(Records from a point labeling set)
start

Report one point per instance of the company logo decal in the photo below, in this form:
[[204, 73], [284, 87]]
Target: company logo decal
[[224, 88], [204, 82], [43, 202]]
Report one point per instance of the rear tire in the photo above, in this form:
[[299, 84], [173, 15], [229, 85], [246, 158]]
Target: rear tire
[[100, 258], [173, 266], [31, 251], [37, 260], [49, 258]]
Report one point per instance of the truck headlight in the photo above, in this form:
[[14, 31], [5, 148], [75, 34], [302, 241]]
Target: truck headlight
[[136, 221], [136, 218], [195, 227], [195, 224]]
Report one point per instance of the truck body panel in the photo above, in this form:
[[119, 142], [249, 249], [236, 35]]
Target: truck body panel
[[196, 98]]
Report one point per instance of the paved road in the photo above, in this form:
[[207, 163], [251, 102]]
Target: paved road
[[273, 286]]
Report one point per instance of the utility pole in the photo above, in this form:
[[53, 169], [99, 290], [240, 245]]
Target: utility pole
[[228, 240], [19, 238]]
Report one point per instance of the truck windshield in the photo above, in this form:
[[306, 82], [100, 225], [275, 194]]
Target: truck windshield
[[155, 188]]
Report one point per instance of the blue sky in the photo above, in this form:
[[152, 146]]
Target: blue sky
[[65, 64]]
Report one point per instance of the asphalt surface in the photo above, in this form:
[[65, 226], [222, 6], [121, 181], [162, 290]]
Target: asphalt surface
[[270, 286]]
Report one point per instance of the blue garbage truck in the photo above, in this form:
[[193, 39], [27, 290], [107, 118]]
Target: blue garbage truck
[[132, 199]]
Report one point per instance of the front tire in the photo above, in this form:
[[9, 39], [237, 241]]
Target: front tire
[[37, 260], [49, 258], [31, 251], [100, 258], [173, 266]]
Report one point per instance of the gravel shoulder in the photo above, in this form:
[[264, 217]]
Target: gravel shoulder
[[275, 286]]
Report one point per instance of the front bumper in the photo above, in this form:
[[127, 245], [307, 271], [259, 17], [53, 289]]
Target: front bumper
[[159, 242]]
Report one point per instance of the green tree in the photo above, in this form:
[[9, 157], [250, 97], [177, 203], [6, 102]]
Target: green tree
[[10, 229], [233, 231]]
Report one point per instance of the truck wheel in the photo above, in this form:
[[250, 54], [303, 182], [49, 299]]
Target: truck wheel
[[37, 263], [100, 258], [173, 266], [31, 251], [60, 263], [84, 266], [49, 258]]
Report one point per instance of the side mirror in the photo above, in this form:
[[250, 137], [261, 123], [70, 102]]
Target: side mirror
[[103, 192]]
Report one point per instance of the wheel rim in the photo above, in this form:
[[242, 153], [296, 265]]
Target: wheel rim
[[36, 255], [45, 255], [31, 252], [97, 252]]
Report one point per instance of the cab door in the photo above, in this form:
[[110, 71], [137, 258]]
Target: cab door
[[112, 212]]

end

### THE TASK
Retype the lines of the entries above without any changes, starting at the line that contains "Report one point per instance of the rear" and ending at the line that contains "[[196, 98]]", both included.

### RESULT OF THIS TASK
Report one point per instance of the rear tire in the photo above, in this form:
[[299, 84], [173, 15], [229, 85], [246, 158]]
Target: rear tire
[[100, 258], [173, 266], [31, 251], [37, 260], [49, 258]]
Report one point per instance of the truck headlight in the photo above, in this form:
[[14, 31], [5, 148], [75, 34], [302, 241]]
Target: truck headlight
[[136, 221], [136, 218], [195, 227], [195, 224]]
Report one point per instance of the truck body panel in the photo above, in this form:
[[119, 142], [249, 249], [236, 35]]
Target: truck body panel
[[196, 98]]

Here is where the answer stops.